Which is used overall in the contract to calculate start times and end times and while paying the fundings in drip vested manner

Lets consider the following function and it will explain the overall problem in other functions too:

  function updateFunding() public {
    // what if even we don't update this funding payment pointer, will it make any difference at all?

    updateFundingPaymentPointer();
    uint256 currentFundingRate = fundingRates[latestFundingPaymentPointer];
    uint256 startTime = lastUpdateTime == 0
      ? (nextFundingPaymentTimestamp() - fundingDuration)

**REQUEST**
In the contract code excerpt, which function does updateFunding call before it reads the current funding rate? The material that follows was taken from a different source.

**STORED DATA**
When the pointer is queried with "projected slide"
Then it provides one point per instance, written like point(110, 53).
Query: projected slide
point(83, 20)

**RESULT BELOW**
It calls updateFundingPaymentPointer().